- _WORK REQUIRED_: Continue the discussion of which sequence collection attributes should be mandatory, starting right after its last sentence.

══ SOURCE PASSAGE ══

Description
I wanted to summarise one of the outcome of today's call and clarify a comment made in the PRC feedback document:
I suggest that the specification would mandate that at least one 'required' attribute is used but would not define which one it is. Over time, Refget Collections specification would create recommendations for the use of 'required' fields for different domains e.g. for genome archives this might be to have TWO different Refget Collections digests: 'names, lengths, sequences' and 'accessions, lengths, sequences'.
In ADR from 2023-07-12, we decided that the only mandatory properties in a sequence collections would be lengths
and names
.
The argument made today was that by requiring lengths and names to be present, we're potentially forcing these attributes in use cases where they are not relevant or in some case not available. The example given was that of a CRAM file that contains a digest for each sequence but does not contains the length.

═══
══ GIVEN DATA ══

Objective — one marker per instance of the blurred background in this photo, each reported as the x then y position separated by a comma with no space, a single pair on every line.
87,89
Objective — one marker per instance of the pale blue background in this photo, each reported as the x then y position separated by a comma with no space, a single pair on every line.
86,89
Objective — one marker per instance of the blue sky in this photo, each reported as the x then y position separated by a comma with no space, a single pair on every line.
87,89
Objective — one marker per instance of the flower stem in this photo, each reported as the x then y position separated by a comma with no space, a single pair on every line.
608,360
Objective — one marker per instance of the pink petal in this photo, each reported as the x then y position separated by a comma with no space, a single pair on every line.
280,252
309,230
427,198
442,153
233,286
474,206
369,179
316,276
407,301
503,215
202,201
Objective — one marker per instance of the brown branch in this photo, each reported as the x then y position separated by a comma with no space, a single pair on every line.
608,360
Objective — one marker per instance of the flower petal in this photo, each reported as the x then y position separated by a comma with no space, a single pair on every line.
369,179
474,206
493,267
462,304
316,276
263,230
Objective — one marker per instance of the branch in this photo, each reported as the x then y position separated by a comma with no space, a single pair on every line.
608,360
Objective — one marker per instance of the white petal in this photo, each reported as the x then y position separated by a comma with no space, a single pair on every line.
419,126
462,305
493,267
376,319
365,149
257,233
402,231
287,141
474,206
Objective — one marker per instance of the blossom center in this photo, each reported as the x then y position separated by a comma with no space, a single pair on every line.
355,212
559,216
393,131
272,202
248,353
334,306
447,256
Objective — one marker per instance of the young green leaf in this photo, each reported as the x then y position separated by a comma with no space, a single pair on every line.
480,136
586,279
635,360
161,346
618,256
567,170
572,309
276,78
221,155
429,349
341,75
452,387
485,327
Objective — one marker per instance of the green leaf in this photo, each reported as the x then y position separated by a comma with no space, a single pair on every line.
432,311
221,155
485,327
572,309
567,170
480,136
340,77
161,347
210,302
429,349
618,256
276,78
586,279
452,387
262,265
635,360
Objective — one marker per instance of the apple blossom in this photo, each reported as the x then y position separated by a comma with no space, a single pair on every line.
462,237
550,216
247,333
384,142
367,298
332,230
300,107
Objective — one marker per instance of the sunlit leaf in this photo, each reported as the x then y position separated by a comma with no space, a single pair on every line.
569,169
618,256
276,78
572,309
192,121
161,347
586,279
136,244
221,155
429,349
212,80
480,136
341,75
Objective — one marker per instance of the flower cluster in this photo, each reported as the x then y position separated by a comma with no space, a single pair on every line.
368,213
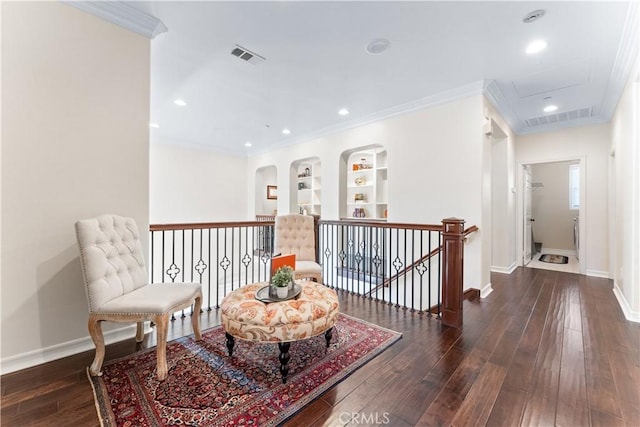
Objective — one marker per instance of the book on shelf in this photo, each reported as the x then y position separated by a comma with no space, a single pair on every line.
280,260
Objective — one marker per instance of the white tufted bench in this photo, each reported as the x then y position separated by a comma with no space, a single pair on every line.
117,287
296,234
314,312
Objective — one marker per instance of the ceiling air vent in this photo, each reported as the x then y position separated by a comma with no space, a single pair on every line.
247,55
549,119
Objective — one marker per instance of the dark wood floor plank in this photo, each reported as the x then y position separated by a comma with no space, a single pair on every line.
423,394
545,348
478,403
444,408
573,405
508,406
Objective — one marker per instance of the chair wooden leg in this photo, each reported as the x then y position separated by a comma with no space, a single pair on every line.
140,332
195,318
95,330
162,323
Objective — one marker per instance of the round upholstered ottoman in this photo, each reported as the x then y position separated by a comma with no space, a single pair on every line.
311,313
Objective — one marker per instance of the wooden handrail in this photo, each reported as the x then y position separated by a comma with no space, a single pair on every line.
383,224
387,282
205,225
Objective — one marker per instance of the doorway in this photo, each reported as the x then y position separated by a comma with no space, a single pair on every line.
552,215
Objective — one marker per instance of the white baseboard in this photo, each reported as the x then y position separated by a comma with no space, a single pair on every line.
629,314
504,270
598,273
58,351
484,292
566,252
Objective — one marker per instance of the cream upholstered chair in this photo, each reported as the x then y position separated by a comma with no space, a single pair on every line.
295,234
117,286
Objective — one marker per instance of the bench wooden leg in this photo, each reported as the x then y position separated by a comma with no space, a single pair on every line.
284,360
230,343
328,335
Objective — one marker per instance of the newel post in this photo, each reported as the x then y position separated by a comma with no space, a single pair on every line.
452,271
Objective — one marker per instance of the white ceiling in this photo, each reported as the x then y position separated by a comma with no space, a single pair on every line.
316,63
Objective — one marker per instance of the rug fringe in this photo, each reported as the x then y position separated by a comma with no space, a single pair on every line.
106,420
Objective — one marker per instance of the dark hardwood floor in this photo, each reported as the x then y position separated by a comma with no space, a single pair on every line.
545,348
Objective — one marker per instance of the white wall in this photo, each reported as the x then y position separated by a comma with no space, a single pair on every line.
590,143
433,169
196,185
75,114
625,221
553,226
502,197
267,175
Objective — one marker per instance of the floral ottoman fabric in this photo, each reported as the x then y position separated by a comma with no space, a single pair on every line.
312,313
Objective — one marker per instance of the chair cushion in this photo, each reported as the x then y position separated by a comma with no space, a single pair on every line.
154,298
307,267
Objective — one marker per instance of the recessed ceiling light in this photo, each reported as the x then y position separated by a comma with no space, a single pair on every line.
536,46
532,16
377,46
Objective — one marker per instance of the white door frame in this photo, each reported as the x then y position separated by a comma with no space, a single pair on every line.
582,212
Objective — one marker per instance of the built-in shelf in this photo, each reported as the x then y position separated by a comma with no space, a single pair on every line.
367,185
308,184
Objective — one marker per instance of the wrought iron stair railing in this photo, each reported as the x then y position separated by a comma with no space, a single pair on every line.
405,265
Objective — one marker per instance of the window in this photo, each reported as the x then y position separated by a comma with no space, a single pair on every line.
574,187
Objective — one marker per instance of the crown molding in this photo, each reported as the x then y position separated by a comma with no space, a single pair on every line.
123,15
495,96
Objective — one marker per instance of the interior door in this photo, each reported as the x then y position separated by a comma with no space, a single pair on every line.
528,217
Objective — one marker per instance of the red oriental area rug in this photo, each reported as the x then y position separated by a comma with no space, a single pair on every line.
205,387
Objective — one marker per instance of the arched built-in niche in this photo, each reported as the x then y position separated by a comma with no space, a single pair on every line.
363,183
266,190
306,186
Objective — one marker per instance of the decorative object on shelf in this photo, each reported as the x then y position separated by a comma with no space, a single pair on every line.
272,192
359,213
282,280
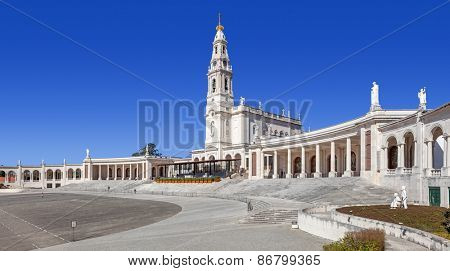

═══

- _EXERCISE RESPONSE_:
The argument in favour of having required field is one of interoperability. Guaranteeing the presence of the two fields helps making different services compatible by always having common grounds.
Reading back the ADR from 2023-07-12, the rational does not feel about how lengths
and names
should be made mandatory but how sequences
should not be made mandatory because it would have prevented the use case of coordinate space to be implemented. I think similar argument can be made about other use-cases we might not have envisioned.
@raskoleinonen, please correct me if I misrepresented your point
@nsheff @sveinugu @andrewyatz please chime in as any change would have to be made relatively soon.